Text block —
Women drive the 'seasons' for colour fashions. The first great colour displays of the department stores are created for women. Women drive kitchen appliance purchase but, interesting for me, in the development of coloured automobiles, when DuPont develops the tech to break away from 'Ford Black', its generally considered by those in the industry that "the wife chooses the colour of the car". So those colours are largely designed for women too.

I think is likely that our current global aesthetic of colour is largely shaped by female tastes, even in those parts where women have no direct role.


  1. It’s interesting how many women colorists there have been in the comics industry, too (though of course there are many possible explanations for this).

  2. I love it whenever you discuss color and form.

    Standards of color seep into your imagination. I wonder how the first prominent schemes were generated? Observation of the shifting of the seasons? Color wheel? Simple access to particular dyes? Hues that highlight form? Anti-landscape colors?

Data section —
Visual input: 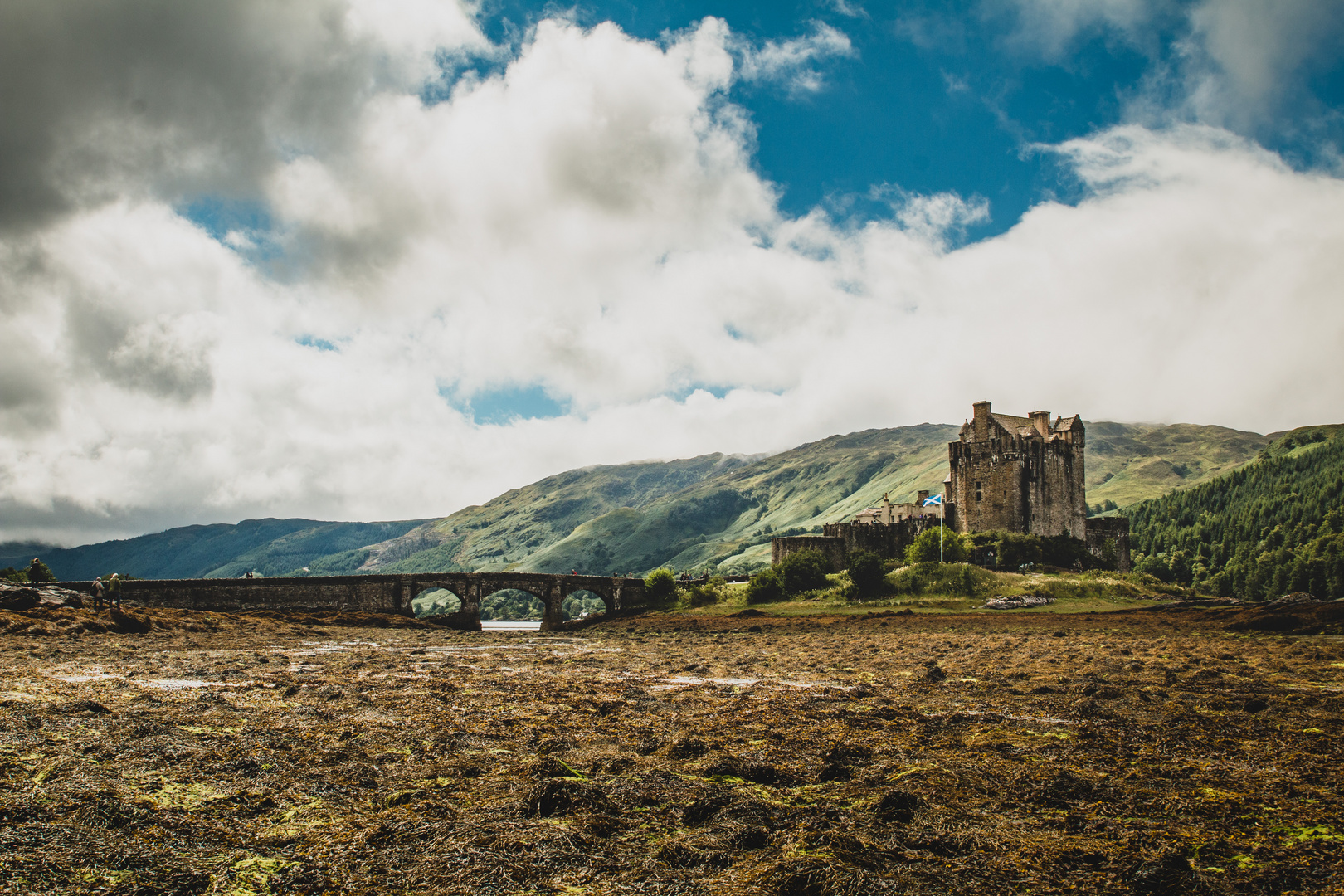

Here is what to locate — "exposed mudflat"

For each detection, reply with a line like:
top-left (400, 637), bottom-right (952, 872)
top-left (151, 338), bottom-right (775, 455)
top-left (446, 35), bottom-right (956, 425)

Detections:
top-left (0, 610), bottom-right (1344, 896)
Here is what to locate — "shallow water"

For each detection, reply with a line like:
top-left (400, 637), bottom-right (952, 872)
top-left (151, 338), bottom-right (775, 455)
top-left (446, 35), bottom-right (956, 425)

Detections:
top-left (481, 619), bottom-right (542, 631)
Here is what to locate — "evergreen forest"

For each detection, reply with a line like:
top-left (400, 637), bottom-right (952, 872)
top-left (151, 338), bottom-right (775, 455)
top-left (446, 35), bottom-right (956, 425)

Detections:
top-left (1123, 427), bottom-right (1344, 601)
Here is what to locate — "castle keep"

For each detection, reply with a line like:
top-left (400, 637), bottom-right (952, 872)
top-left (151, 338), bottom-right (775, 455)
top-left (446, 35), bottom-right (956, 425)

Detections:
top-left (770, 402), bottom-right (1129, 572)
top-left (945, 402), bottom-right (1088, 542)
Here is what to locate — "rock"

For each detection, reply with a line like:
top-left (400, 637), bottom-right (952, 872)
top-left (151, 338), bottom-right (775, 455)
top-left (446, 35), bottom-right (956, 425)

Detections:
top-left (523, 778), bottom-right (616, 818)
top-left (0, 584), bottom-right (89, 610)
top-left (1129, 852), bottom-right (1195, 896)
top-left (383, 790), bottom-right (425, 809)
top-left (984, 594), bottom-right (1055, 610)
top-left (872, 790), bottom-right (925, 825)
top-left (1261, 591), bottom-right (1320, 610)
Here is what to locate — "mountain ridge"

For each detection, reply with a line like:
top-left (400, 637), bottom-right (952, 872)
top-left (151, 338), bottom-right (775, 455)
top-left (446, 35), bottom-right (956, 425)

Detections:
top-left (0, 421), bottom-right (1320, 577)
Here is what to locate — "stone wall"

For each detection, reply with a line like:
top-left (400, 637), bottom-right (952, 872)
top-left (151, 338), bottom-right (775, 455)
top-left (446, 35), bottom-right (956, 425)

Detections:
top-left (770, 516), bottom-right (950, 572)
top-left (62, 572), bottom-right (645, 629)
top-left (947, 402), bottom-right (1088, 540)
top-left (1084, 516), bottom-right (1129, 572)
top-left (770, 537), bottom-right (844, 572)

Study questions —
1 - Summarize the passage on women and color in two sentences.
2 - In the passage on women and color, which company develops the technology that lets cars break away from "Ford Black"?
3 - Please write a continuation of the passage on women and color, starting after its last sentence.

Task-by-task outputs —
1 - The passage argues that women drive color fashions, from department store displays and kitchen appliances to car colors, since the industry held that the wife chooses the color of the car, and it suggests that today's global aesthetic of color is largely shaped by female tastes. Replies note how many women colorists the comics industry has had and wonder how the first prominent color schemes were generated.

2 - DuPont.

3 -
    When I call up vistas, walls, internal architecture, the first things I see are variants of styles which I've seen before, but with the serial numbers filed off; dark vanilla ice cream marble highlighted with musically veined oak or dark stone with little speckled layers inside (Baroque). Putty-gray stone walls inlaid with big sapphires here and there breaking into superfluous and too-small colonnades that reveal forest hills (fantasy). Star-shaped basins of crystal water in which heroes and monsters fight as statues (Neoclassical). Cars in regal, metal blue with crests of fiery sunshine gold along ridges that aren't really there from the headlights to the tailpipes, a pair of swimming dragons (Paizo LG warriors). Spired white towers in the background.

    When I try to envision a scheme that isn't tied to something I can point to, the generative process is messy. Flashes of discordia. Black nets dividing barely-differentiated peals of color like a stained glass window set at random. An upset rainbow like a goblet filled with the northern lights or an amorphous, billowing RGB field. Sick pastels like ball dresses or cakes made of paint gunk. Red and green like Christmas, obliterating every potentiality that wears it in my mind. That space is claimed and I can't retake it.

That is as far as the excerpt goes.